YOUR ASSIGNMENT | Transcribe the entries that follow, word for word.
+++ INPUT RECORDS +++
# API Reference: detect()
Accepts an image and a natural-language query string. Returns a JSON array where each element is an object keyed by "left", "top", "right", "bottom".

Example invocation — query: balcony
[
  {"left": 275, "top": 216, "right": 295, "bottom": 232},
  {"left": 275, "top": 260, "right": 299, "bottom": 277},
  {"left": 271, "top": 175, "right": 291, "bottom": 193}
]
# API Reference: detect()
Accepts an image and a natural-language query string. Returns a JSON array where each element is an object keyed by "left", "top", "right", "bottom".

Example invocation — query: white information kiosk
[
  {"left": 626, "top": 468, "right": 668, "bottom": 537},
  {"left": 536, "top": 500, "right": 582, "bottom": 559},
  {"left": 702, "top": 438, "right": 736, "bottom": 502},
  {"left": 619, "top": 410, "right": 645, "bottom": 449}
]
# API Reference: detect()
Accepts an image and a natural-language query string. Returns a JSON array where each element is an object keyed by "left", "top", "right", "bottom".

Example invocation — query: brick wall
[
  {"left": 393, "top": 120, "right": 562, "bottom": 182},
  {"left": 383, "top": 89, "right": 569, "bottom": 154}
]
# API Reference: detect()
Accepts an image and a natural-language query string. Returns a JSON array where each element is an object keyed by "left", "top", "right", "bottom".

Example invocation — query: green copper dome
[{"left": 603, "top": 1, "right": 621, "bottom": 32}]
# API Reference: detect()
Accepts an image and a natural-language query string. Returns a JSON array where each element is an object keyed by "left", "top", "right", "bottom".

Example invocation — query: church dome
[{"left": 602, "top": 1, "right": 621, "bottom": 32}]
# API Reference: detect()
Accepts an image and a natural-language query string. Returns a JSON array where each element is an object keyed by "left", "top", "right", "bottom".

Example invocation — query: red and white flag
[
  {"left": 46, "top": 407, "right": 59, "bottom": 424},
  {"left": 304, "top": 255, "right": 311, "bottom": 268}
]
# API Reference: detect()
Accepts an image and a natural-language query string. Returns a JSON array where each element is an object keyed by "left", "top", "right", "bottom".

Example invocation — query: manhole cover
+++
ANSWER FOR THE TASK |
# API Reference: detect()
Accepts an image and a natural-language query string. Returns a JSON array where each element is an object keyed by "left", "top", "right", "bottom".

Example invocation — query: balcony
[
  {"left": 275, "top": 216, "right": 295, "bottom": 232},
  {"left": 275, "top": 260, "right": 299, "bottom": 277},
  {"left": 271, "top": 175, "right": 291, "bottom": 193}
]
# API Reference: detect()
Accepts an image and a natural-language query string. Returns a JSON array where each element is an object keyed by "left", "top", "right", "bottom".

Example invocation — query: white information kiosk
[
  {"left": 626, "top": 468, "right": 668, "bottom": 537},
  {"left": 536, "top": 500, "right": 582, "bottom": 559},
  {"left": 702, "top": 438, "right": 736, "bottom": 502},
  {"left": 619, "top": 410, "right": 645, "bottom": 449}
]
# API Reference: detect()
Accepts an image and a natural-language query string. Returns a JSON array where each element is an object keyed by "left", "top", "right", "bottom".

Example invocation — query: brick wall
[
  {"left": 393, "top": 120, "right": 562, "bottom": 182},
  {"left": 383, "top": 89, "right": 569, "bottom": 154}
]
# API Reference: detect()
Accepts an image and a natural-language query string. Returns a JSON array where each element is an object keyed by "left", "top", "right", "bottom".

Example invocation — query: green copper dome
[{"left": 603, "top": 1, "right": 621, "bottom": 32}]
# API Reference: detect()
Accepts an image and a natural-language query string. Returns a JSON array where each element is an object keyed by "left", "top", "right", "bottom".

Example invocation — query: church dome
[{"left": 602, "top": 1, "right": 621, "bottom": 32}]
# API Reference: detect()
Accepts an image and a natural-language query string. Returns a JSON array where each element is an object keyed by "left", "top", "right", "bottom".

Example invocation — query: red and white flag
[
  {"left": 46, "top": 407, "right": 59, "bottom": 424},
  {"left": 304, "top": 255, "right": 311, "bottom": 268}
]
# API Reference: detect()
Accepts an image and a natural-language query string. Returns a JSON array where each element is an object keyed by "left", "top", "right", "bottom".

Example invocation — query: manhole cover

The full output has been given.